At the line with "sign and report the position of each.", start copying; carry on through the last line of the material below, exactly as written, and stop there.

::::::

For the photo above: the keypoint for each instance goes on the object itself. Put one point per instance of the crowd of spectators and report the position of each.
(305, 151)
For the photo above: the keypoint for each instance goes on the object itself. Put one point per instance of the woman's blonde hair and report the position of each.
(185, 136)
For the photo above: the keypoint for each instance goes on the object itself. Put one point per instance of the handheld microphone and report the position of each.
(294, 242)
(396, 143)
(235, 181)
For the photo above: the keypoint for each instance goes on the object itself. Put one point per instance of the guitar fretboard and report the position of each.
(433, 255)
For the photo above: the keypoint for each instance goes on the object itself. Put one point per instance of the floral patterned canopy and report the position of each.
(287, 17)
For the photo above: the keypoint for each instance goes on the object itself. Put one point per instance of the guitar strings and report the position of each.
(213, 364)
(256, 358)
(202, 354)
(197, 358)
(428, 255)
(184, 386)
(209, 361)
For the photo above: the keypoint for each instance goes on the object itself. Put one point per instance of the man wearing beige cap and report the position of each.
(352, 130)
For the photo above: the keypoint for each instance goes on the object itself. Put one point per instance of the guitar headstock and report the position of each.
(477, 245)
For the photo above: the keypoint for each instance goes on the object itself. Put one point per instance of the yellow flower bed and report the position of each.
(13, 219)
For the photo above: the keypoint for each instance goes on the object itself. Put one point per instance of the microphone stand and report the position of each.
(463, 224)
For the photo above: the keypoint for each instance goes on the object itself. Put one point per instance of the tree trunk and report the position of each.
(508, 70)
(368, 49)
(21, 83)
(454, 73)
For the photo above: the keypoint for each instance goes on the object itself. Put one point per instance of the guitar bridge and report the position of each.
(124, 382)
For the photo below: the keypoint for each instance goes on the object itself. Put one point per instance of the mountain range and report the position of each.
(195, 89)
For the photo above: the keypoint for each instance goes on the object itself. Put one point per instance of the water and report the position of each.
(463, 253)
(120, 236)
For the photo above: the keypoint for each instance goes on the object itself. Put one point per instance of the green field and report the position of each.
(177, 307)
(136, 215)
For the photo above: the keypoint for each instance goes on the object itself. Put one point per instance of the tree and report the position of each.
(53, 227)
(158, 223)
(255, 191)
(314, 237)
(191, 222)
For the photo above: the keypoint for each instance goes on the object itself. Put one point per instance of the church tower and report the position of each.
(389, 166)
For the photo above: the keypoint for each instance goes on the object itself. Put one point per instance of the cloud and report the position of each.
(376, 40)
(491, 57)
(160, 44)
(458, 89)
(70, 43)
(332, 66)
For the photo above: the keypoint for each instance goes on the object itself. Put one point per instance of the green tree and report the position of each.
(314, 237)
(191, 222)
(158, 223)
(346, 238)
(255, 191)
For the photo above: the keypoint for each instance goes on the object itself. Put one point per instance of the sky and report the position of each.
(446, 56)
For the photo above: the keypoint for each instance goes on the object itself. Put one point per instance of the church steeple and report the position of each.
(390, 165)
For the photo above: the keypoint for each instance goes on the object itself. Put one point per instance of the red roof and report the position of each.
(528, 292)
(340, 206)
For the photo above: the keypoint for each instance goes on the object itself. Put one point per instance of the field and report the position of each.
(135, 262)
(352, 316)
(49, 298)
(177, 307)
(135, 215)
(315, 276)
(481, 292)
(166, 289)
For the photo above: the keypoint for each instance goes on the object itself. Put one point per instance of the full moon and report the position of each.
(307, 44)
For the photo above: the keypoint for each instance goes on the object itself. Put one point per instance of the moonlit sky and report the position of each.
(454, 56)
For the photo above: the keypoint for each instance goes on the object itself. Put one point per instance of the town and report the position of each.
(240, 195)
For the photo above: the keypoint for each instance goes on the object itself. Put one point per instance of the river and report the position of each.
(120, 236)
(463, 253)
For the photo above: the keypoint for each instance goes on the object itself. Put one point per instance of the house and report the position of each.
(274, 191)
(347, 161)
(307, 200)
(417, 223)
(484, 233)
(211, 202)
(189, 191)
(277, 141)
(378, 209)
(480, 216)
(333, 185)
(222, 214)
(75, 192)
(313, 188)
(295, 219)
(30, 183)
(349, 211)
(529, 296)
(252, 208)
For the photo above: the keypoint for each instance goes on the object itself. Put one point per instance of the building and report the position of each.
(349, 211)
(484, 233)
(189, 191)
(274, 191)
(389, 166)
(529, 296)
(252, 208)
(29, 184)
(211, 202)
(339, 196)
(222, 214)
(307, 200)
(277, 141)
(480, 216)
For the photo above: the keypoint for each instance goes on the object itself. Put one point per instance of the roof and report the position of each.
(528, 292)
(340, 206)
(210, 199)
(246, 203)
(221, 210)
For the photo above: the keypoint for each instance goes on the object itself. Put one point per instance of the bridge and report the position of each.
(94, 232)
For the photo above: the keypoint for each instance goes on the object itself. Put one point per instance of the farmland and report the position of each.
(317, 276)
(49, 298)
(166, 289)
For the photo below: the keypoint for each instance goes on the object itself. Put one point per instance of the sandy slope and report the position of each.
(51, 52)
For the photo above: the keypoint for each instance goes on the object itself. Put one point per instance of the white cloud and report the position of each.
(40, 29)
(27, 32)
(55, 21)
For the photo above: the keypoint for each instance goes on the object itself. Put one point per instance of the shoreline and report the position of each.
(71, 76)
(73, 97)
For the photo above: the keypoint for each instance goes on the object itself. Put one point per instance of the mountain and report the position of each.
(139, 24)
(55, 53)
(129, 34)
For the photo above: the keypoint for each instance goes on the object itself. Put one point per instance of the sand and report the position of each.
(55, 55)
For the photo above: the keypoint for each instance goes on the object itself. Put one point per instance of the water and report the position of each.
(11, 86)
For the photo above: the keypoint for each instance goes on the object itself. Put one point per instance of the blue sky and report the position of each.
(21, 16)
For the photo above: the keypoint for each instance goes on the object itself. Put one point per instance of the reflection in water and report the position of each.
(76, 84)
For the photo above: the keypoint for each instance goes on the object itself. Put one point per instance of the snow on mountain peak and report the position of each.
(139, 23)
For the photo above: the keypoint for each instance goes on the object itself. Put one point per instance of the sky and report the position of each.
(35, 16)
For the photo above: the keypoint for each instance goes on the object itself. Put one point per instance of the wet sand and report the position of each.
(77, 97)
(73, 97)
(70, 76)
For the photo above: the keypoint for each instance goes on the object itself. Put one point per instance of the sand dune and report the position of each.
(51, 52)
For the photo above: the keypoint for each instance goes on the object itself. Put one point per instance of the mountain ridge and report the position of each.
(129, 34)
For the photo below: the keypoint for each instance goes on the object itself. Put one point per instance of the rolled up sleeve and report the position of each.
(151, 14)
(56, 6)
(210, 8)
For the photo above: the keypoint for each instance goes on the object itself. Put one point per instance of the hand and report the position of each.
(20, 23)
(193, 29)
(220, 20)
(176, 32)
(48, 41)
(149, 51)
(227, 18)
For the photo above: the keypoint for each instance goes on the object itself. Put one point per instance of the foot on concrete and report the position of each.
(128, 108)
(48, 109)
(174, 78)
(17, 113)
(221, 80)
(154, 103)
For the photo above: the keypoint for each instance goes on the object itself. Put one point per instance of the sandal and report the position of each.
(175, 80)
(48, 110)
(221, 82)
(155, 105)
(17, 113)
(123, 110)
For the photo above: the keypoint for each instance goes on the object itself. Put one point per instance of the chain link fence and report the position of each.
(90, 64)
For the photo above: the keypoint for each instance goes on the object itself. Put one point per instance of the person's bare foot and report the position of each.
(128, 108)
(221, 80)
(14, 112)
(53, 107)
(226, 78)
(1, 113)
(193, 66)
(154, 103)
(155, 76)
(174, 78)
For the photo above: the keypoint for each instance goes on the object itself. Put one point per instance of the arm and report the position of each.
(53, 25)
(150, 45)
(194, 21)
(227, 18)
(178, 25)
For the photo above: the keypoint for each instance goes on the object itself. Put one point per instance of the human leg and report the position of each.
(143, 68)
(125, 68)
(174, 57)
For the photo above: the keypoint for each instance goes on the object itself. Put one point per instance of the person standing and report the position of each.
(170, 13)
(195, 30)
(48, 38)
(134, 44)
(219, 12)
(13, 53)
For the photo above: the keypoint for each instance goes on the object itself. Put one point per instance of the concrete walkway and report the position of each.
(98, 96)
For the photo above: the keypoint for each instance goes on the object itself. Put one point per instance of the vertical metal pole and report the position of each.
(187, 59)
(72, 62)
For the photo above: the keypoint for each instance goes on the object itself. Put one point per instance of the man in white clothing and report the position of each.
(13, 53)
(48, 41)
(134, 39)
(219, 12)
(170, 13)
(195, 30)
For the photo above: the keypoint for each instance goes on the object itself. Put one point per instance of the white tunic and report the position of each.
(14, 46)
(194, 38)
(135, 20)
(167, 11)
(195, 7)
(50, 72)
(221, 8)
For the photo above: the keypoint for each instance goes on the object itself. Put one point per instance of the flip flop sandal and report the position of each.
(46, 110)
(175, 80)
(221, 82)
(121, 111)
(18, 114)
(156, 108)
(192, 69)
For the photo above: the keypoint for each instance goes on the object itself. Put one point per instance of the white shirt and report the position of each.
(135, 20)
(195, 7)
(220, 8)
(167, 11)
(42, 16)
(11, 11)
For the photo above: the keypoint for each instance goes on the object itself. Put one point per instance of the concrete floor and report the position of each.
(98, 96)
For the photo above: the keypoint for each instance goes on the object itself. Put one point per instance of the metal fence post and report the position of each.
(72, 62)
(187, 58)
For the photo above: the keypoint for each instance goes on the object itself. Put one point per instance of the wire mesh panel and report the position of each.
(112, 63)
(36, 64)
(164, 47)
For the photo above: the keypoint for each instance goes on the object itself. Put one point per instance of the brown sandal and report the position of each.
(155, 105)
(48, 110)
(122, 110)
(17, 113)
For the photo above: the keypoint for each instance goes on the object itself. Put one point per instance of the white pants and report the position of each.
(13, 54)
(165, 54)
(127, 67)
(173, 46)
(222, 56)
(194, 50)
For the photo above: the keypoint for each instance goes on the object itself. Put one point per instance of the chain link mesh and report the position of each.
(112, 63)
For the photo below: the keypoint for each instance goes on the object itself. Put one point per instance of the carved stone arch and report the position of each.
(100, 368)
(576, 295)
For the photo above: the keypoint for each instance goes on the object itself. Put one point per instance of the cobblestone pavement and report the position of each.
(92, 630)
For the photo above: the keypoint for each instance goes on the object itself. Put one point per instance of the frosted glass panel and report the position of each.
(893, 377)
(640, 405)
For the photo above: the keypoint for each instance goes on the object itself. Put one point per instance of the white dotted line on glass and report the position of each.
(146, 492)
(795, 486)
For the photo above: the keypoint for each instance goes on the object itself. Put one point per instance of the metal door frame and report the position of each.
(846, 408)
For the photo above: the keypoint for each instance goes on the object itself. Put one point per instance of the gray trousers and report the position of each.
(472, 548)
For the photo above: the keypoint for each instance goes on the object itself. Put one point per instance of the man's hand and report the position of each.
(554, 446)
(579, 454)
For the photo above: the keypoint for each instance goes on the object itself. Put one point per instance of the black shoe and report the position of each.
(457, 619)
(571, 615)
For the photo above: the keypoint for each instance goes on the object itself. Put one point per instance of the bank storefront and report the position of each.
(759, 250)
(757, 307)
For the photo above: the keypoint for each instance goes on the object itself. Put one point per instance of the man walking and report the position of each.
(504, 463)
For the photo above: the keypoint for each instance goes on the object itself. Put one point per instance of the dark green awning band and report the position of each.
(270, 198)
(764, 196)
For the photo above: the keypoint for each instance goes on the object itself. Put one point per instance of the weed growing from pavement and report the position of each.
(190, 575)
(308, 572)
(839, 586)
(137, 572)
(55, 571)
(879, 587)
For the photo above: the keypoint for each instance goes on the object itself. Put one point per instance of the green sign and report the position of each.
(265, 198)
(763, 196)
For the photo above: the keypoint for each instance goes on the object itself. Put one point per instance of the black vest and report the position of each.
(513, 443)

::::::

ANSWER BOX:
For the photo above: the keypoint for each instance goes on the object itself. Put one point per instance of the green sign and report the position of each.
(265, 198)
(763, 196)
For the photo above: the keypoint for each instance goes on the object itself. Put one point per instance of the black vest and report the position of each.
(513, 443)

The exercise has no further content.